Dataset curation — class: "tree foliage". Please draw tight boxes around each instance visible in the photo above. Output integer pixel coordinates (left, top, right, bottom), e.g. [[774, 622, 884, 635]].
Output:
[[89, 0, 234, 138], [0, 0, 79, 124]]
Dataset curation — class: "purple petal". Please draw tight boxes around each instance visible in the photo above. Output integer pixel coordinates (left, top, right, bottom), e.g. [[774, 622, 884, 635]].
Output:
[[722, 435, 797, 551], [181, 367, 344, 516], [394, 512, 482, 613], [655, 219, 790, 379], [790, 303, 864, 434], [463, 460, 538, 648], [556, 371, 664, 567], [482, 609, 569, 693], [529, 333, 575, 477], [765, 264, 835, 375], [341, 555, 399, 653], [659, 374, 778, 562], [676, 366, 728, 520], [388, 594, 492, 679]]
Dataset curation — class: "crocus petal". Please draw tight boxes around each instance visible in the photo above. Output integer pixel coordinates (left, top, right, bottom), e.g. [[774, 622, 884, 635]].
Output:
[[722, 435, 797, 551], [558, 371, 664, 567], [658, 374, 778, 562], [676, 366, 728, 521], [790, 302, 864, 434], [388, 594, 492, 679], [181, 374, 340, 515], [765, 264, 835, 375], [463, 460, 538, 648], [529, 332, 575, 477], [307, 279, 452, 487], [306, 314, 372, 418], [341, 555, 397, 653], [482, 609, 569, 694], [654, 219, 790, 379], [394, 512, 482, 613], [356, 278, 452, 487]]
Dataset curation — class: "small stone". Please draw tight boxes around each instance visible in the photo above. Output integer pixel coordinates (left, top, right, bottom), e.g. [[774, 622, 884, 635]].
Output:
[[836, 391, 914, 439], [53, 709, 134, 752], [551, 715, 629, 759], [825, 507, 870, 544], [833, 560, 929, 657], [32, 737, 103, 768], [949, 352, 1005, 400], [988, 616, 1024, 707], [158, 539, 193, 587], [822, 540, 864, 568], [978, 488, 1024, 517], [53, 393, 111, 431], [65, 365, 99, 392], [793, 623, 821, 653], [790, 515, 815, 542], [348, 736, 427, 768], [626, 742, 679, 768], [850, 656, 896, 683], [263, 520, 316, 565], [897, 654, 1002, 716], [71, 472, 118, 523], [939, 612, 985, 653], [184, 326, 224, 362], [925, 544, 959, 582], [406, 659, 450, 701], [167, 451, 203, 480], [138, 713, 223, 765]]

- TO BE DONE
Please reproduce all of the data above word for word, with nothing changed.

- CORRECT RESULT
Dataset curation — class: "tree foliage". Please draw tight boxes around each instance visible in the photo above. Output integer pixel coordinates (left, top, right, bottom), e.g. [[774, 622, 884, 635]].
Output:
[[89, 0, 234, 138], [0, 0, 79, 124]]
Dataset curation — class: "purple petal". Please draw tight boxes around each instance visible in the photo above. Output integer pixel coordinates (left, top, right, bottom), e.g. [[774, 622, 884, 635]].
Output:
[[722, 435, 797, 551], [181, 367, 344, 516], [394, 512, 482, 613], [655, 219, 790, 379], [790, 303, 864, 434], [463, 460, 538, 648], [556, 371, 664, 567], [482, 609, 569, 693], [529, 333, 575, 477], [765, 264, 835, 375], [341, 555, 399, 653], [659, 374, 778, 562], [676, 366, 728, 520], [388, 594, 492, 679]]
Dataset curation — class: "crocus petal". Please draw tight boxes around each instance visible in the photo above. Output integer pixel coordinates (left, top, right, bottom), e.g. [[774, 622, 884, 635]].
Output:
[[722, 435, 797, 551], [558, 371, 664, 567], [658, 374, 778, 562], [676, 366, 728, 521], [790, 302, 864, 434], [388, 594, 492, 679], [181, 374, 340, 515], [765, 264, 835, 375], [463, 460, 538, 648], [529, 332, 575, 477], [307, 279, 452, 487], [306, 314, 372, 418], [341, 555, 397, 653], [482, 609, 569, 694], [654, 219, 790, 379], [394, 512, 482, 613], [356, 278, 452, 487]]
Dataset curation — class: "small stone". Please draw tight boxes around each instance visible in the photo above. Output integer pixel coordinates (left, top, right, bottom), e.g. [[774, 622, 884, 635]].
Output:
[[836, 391, 914, 439], [53, 709, 134, 752], [551, 715, 629, 759], [825, 507, 870, 544], [833, 560, 929, 657], [32, 737, 103, 768], [949, 352, 1005, 400], [988, 616, 1024, 707], [158, 539, 193, 587], [822, 540, 864, 568], [978, 488, 1024, 517], [53, 393, 111, 431], [65, 365, 99, 392], [793, 623, 821, 653], [790, 515, 815, 542], [348, 736, 427, 768], [626, 742, 679, 768], [850, 656, 896, 683], [263, 520, 316, 565], [897, 654, 1002, 716], [71, 472, 118, 523], [939, 612, 985, 653], [184, 326, 224, 362], [925, 544, 959, 582], [406, 659, 450, 701], [167, 451, 203, 480], [138, 713, 223, 765]]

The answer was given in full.